- _BRIEF_
Go over the lines below, and when one contains the word "positive", copy it.

Start of RECORDS SHOWN

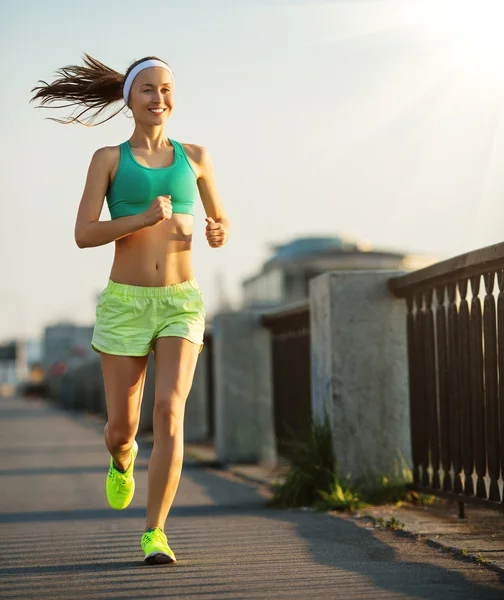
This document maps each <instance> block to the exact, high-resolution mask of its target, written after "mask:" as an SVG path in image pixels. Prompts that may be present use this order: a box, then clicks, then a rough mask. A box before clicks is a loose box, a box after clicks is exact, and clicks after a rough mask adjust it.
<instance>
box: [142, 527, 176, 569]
mask: <svg viewBox="0 0 504 600" xmlns="http://www.w3.org/2000/svg"><path fill="white" fill-rule="evenodd" d="M141 546H142V550H143V551H144V553H145V562H146V563H147V564H148V565H160V564H163V563H171V562H177V559H176V558H175V554H173V551H172V550H171V548H170V546H168V540H167V539H166V535H165V534H164V533H163V532H162V531H161V529H159V527H156V529H149V531H146V532H145V533H144V534H143V536H142V542H141Z"/></svg>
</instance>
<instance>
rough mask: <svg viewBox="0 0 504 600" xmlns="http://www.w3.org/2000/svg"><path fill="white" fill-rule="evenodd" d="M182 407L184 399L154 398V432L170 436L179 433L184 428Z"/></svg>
mask: <svg viewBox="0 0 504 600" xmlns="http://www.w3.org/2000/svg"><path fill="white" fill-rule="evenodd" d="M184 406H185V398H181V397H175V396H171V397H170V398H160V397H159V398H156V402H155V404H154V415H153V417H154V418H153V421H154V427H155V428H156V430H158V431H162V432H163V433H168V434H169V435H170V436H174V435H176V434H178V433H180V431H182V429H183V427H184Z"/></svg>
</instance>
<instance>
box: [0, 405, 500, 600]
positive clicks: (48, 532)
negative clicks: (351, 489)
mask: <svg viewBox="0 0 504 600" xmlns="http://www.w3.org/2000/svg"><path fill="white" fill-rule="evenodd" d="M102 430H103V423H100V422H99V421H98V420H97V418H95V417H88V416H85V415H76V414H72V413H69V412H65V411H62V410H60V409H58V408H55V407H53V406H52V405H50V404H48V403H47V402H45V401H42V400H24V399H20V398H15V399H11V398H4V399H0V539H1V542H2V543H1V545H0V598H20V599H23V600H24V599H28V598H37V599H51V600H52V599H55V600H56V599H65V600H73V599H81V598H82V599H89V600H94V599H100V600H102V599H105V598H114V599H115V600H118V599H122V598H187V599H189V598H191V599H195V600H196V599H198V600H204V599H206V598H209V599H210V598H211V599H227V598H304V599H312V598H325V599H328V598H329V599H330V598H345V599H347V598H350V599H359V600H361V599H370V600H371V599H372V600H378V599H387V600H389V599H426V598H428V599H434V600H452V599H466V598H467V599H468V600H469V599H471V600H475V599H477V600H498V599H499V600H503V599H504V584H503V581H502V576H501V575H500V574H499V573H497V572H494V571H492V570H489V569H487V568H486V567H484V566H481V565H478V564H475V563H471V562H469V561H467V560H462V559H456V558H454V557H453V556H452V555H450V554H449V553H445V552H442V551H440V550H437V549H435V548H432V547H429V546H427V545H425V544H422V543H419V542H417V541H415V540H413V539H411V538H409V537H406V536H397V535H393V534H392V533H391V532H388V531H377V530H373V529H366V528H363V527H362V526H360V525H358V524H356V523H355V522H353V521H352V520H351V519H340V518H337V517H334V516H331V515H327V514H322V513H314V512H308V511H303V510H275V509H271V508H267V507H266V506H265V498H264V495H263V494H262V493H261V491H260V489H259V488H258V487H256V486H254V485H252V484H247V483H244V482H241V481H239V480H236V479H234V478H233V477H231V476H229V475H227V474H226V473H223V472H219V471H213V470H210V469H206V468H203V467H201V466H199V465H197V464H191V463H189V462H188V463H186V464H185V465H184V470H183V477H182V480H181V484H180V488H179V491H178V494H177V497H176V500H175V504H174V506H173V508H172V510H171V512H170V515H169V517H168V521H167V527H166V533H167V535H168V539H169V542H170V545H171V547H172V549H173V550H174V552H175V553H176V555H177V559H178V562H177V563H176V564H175V565H157V566H147V565H145V564H144V563H143V554H142V551H141V548H140V538H141V535H142V532H143V528H144V519H145V501H146V484H147V466H148V457H149V448H148V446H145V445H142V444H141V445H140V453H139V457H138V459H137V463H136V469H135V479H136V484H137V488H136V494H135V498H134V499H133V502H132V504H131V505H130V507H128V508H127V509H126V510H124V511H120V512H117V511H113V510H112V509H110V508H109V507H108V505H107V501H106V498H105V476H106V472H107V466H108V455H107V451H106V449H105V447H104V444H103V440H102Z"/></svg>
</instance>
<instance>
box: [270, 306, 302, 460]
mask: <svg viewBox="0 0 504 600" xmlns="http://www.w3.org/2000/svg"><path fill="white" fill-rule="evenodd" d="M262 325H263V326H264V327H266V328H267V329H269V330H270V331H271V336H272V361H273V369H272V370H273V403H274V419H275V435H276V439H277V444H278V446H279V447H278V450H279V452H280V454H281V453H282V449H283V443H285V442H289V441H292V440H293V439H297V440H301V439H303V438H305V437H306V435H307V434H308V432H309V430H310V423H311V370H310V306H309V302H308V301H306V302H302V303H299V304H296V305H295V306H290V307H287V308H283V309H279V310H277V311H272V312H269V313H267V314H265V315H263V317H262Z"/></svg>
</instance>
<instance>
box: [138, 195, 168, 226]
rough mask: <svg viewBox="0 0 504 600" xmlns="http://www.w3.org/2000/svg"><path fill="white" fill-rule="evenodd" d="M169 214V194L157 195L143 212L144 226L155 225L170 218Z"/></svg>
mask: <svg viewBox="0 0 504 600" xmlns="http://www.w3.org/2000/svg"><path fill="white" fill-rule="evenodd" d="M171 216H172V205H171V196H158V197H157V198H154V200H153V201H152V202H151V205H150V206H149V208H148V209H147V210H146V211H145V212H144V217H145V226H146V227H150V226H151V225H157V224H158V223H161V221H164V220H166V219H171Z"/></svg>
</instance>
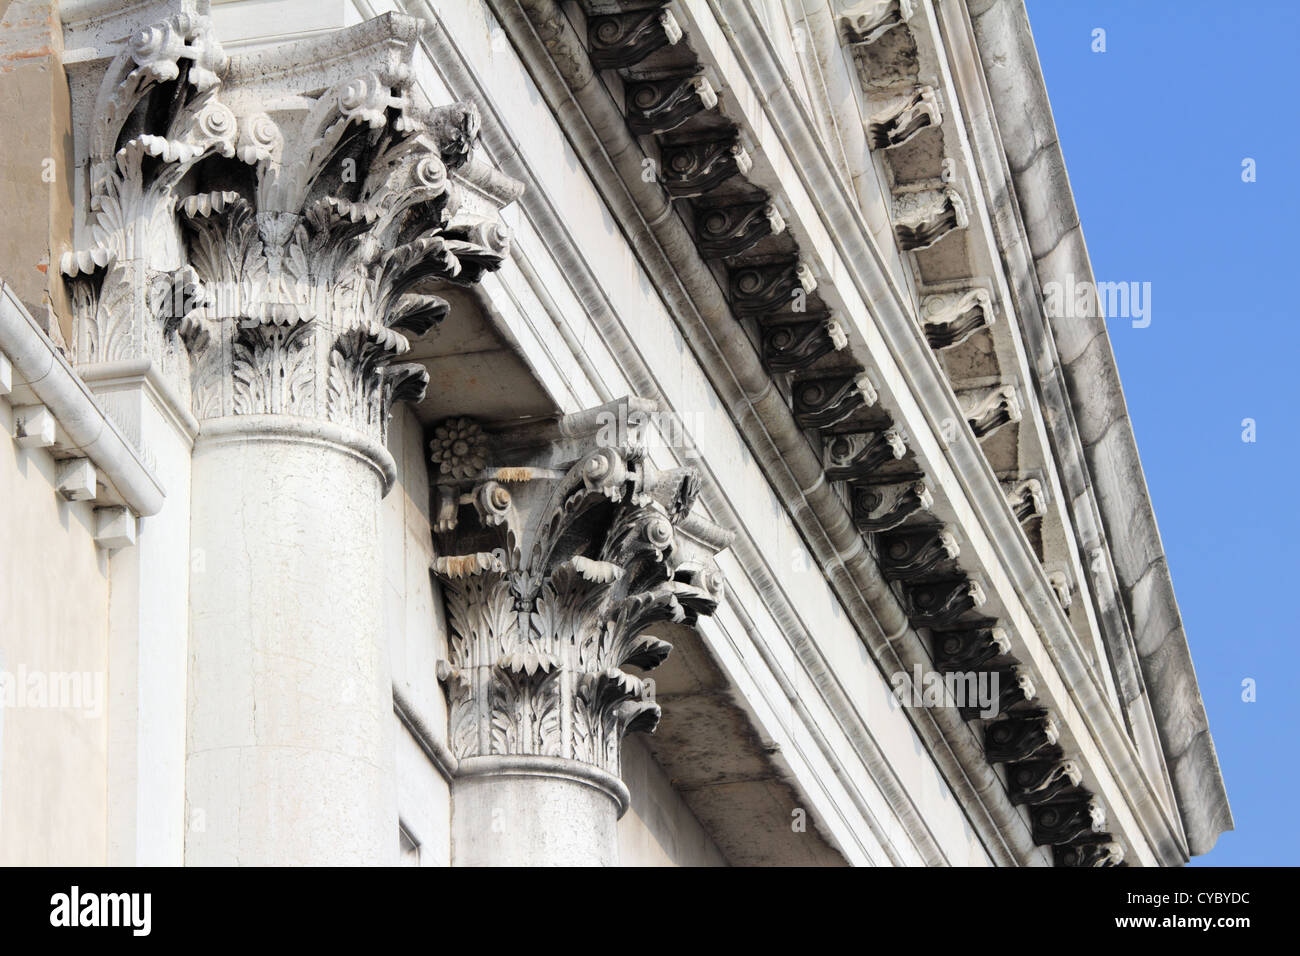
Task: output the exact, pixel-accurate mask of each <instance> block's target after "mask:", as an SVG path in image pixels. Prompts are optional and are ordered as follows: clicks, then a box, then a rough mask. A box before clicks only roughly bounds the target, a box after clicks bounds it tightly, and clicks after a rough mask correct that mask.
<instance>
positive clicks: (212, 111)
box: [64, 12, 507, 865]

End of RECORDS SHOWN

- _RESPONSE_
positive clicks: (48, 532)
positive clicks: (212, 111)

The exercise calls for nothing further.